== Segment start ==

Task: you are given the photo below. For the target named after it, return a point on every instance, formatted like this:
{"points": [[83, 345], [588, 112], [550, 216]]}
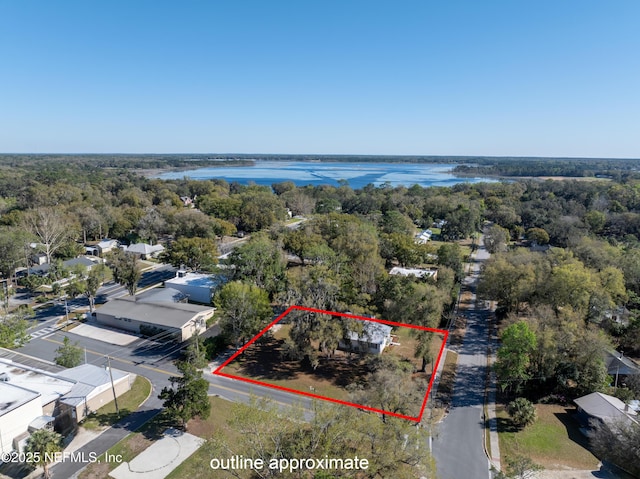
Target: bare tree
{"points": [[50, 226]]}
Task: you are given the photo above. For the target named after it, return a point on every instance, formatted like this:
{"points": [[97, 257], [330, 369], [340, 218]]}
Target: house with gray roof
{"points": [[144, 250], [373, 338], [92, 388], [175, 321]]}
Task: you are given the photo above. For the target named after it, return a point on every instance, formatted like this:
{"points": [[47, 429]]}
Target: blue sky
{"points": [[522, 78]]}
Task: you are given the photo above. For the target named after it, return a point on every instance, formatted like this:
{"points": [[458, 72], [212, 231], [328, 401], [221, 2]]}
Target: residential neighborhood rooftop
{"points": [[372, 332], [417, 272], [13, 396]]}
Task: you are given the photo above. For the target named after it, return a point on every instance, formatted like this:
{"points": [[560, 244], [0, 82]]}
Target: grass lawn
{"points": [[263, 361], [195, 466], [198, 464], [129, 447], [127, 403], [553, 441]]}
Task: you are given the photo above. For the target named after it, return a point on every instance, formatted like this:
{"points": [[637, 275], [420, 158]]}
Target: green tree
{"points": [[50, 226], [522, 412], [187, 397], [617, 442], [538, 236], [261, 261], [196, 352], [514, 355], [509, 278], [14, 244], [95, 278], [496, 239], [42, 445], [196, 254], [125, 270], [69, 355], [245, 310], [596, 220], [302, 242], [13, 328]]}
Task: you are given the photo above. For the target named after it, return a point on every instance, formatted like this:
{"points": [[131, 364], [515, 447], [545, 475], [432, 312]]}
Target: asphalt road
{"points": [[458, 447]]}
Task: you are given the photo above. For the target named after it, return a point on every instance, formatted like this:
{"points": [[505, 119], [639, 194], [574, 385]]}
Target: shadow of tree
{"points": [[507, 425], [573, 429]]}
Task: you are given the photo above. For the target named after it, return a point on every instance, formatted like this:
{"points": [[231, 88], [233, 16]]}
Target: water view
{"points": [[357, 175]]}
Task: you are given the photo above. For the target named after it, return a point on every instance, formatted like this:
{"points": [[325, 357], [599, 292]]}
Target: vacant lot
{"points": [[553, 441]]}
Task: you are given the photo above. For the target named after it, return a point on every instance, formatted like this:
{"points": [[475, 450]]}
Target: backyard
{"points": [[554, 441]]}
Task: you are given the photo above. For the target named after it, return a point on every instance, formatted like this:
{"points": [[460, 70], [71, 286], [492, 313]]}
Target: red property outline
{"points": [[324, 398]]}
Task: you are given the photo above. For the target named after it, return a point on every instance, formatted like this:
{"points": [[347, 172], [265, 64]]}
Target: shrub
{"points": [[522, 412]]}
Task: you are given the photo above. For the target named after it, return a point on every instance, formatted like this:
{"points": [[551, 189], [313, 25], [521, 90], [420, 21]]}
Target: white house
{"points": [[32, 398], [144, 250], [373, 338], [418, 273], [423, 237]]}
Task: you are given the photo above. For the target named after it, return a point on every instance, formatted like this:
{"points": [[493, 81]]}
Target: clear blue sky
{"points": [[539, 78]]}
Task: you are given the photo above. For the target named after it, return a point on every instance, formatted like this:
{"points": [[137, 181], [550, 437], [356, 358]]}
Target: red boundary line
{"points": [[325, 398]]}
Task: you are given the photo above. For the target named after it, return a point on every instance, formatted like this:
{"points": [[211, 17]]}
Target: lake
{"points": [[314, 173]]}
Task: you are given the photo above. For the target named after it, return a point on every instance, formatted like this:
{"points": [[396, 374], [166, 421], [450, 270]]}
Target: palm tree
{"points": [[43, 444]]}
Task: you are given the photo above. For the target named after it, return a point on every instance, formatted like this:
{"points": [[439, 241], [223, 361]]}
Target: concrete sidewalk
{"points": [[162, 457]]}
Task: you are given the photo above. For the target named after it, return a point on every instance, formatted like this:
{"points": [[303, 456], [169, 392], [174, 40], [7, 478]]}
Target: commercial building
{"points": [[32, 399], [197, 287], [175, 321]]}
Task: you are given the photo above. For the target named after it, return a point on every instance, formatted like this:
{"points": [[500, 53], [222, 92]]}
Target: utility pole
{"points": [[115, 398]]}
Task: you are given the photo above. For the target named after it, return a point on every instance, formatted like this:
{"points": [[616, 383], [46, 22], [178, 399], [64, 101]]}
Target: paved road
{"points": [[458, 447]]}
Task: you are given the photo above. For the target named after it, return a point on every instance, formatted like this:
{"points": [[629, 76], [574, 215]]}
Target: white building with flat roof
{"points": [[18, 407], [197, 287]]}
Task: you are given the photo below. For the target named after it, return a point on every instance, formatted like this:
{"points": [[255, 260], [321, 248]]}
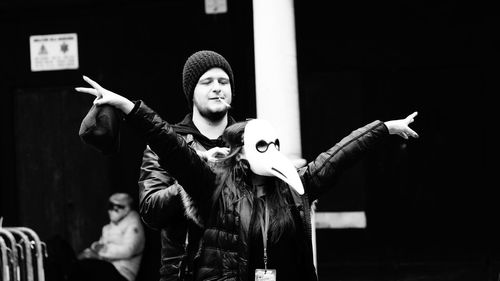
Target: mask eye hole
{"points": [[261, 146]]}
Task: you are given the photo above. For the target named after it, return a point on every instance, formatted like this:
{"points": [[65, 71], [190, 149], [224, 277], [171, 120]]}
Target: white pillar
{"points": [[276, 72]]}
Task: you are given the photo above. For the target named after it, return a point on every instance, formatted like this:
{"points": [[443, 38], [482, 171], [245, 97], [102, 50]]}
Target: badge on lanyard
{"points": [[265, 274]]}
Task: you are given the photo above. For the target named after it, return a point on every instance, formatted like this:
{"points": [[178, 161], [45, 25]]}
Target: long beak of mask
{"points": [[261, 146]]}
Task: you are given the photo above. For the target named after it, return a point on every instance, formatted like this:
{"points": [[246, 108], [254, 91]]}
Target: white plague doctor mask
{"points": [[262, 146]]}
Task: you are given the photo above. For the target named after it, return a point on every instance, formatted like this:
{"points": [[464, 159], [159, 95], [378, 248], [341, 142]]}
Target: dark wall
{"points": [[51, 181], [425, 199]]}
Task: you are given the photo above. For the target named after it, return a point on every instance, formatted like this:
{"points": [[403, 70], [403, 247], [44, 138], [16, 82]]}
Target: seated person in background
{"points": [[117, 255]]}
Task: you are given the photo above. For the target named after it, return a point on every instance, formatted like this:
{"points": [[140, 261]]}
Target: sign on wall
{"points": [[54, 52]]}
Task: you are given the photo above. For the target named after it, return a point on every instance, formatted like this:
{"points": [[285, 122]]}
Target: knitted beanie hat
{"points": [[196, 65]]}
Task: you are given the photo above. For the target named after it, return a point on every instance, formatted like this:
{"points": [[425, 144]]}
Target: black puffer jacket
{"points": [[165, 206], [224, 251]]}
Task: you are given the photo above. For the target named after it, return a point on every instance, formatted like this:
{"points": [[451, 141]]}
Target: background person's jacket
{"points": [[123, 244], [223, 254]]}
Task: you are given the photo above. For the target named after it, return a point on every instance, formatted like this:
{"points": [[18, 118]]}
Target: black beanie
{"points": [[196, 65]]}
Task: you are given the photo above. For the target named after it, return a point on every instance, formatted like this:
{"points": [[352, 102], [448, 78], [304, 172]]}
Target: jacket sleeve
{"points": [[129, 244], [159, 199], [174, 154], [323, 172]]}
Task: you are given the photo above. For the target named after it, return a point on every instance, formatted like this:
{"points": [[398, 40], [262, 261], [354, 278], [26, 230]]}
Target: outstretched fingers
{"points": [[92, 83], [411, 117]]}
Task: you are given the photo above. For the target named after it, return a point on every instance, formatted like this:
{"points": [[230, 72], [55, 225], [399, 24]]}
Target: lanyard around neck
{"points": [[264, 225]]}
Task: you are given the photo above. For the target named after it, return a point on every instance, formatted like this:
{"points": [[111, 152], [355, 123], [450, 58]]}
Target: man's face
{"points": [[212, 86], [117, 212]]}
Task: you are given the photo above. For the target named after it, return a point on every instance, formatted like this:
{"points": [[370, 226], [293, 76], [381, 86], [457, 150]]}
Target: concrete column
{"points": [[276, 72]]}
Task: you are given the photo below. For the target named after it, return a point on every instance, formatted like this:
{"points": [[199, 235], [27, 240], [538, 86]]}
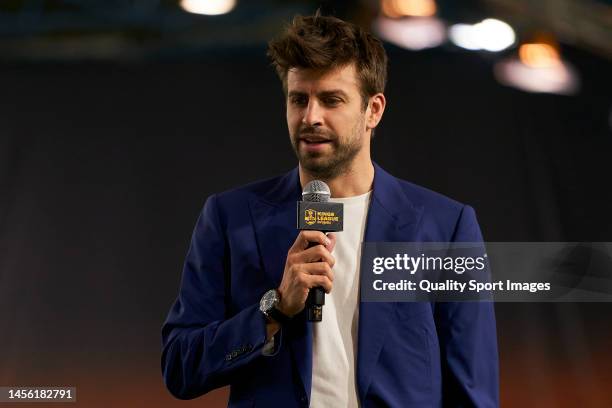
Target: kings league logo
{"points": [[320, 216]]}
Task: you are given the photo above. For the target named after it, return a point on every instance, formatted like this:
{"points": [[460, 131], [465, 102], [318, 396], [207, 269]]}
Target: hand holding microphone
{"points": [[307, 266]]}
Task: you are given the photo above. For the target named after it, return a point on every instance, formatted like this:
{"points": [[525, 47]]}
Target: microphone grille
{"points": [[316, 191]]}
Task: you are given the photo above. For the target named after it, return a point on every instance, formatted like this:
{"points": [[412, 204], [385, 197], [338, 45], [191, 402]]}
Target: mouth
{"points": [[314, 140], [315, 144]]}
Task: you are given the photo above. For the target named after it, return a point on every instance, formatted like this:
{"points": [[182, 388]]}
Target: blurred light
{"points": [[535, 71], [539, 55], [412, 8], [489, 35], [415, 33], [208, 7]]}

== Segment end ==

TASK TO CARRY OUT: Copy exactly the lines from the one containing "Target: lanyard around neck" through the last line of the records above, including both, and omit every picture.

YOUR SOLUTION:
Target: lanyard around neck
{"points": [[264, 225]]}
Task: you are given the photo above. For the target named after it, return a point on every instance, formatted like this:
{"points": [[111, 152], [355, 123], [450, 58]]}
Target: man's face
{"points": [[212, 86], [117, 212]]}
Task: you are given the photo above. For the target named after it, return a point on every instance, formatted like this:
{"points": [[370, 226], [293, 76], [381, 86], [457, 150]]}
Target: concrete column
{"points": [[276, 72]]}
Task: you are given the photo below. For the target named after it, return a point on every instance, formatted like this:
{"points": [[199, 235], [27, 240], [538, 86]]}
Target: kings league logo
{"points": [[320, 216]]}
Task: you are given the photo above. For the target named after it, return a point on every instance, formatted like this:
{"points": [[460, 131], [465, 102], [318, 396], [207, 269]]}
Target: hand holding microphone
{"points": [[307, 266]]}
Task: you are given the photo above. For the target named after it, return a point on every instance, formatted like this:
{"points": [[525, 47]]}
Target: microphone grille
{"points": [[316, 191]]}
Task: you are given the photo above. For the target named after it, return a point on every instance, formatted like this:
{"points": [[412, 204], [385, 197], [338, 45], [191, 402]]}
Target: mouth
{"points": [[314, 140], [315, 144]]}
Task: you are given the photo above. For the target named after it, return a point on every instance, formatted like this:
{"points": [[182, 388]]}
Target: blurred light
{"points": [[535, 71], [539, 55], [412, 8], [489, 35], [415, 33], [208, 7]]}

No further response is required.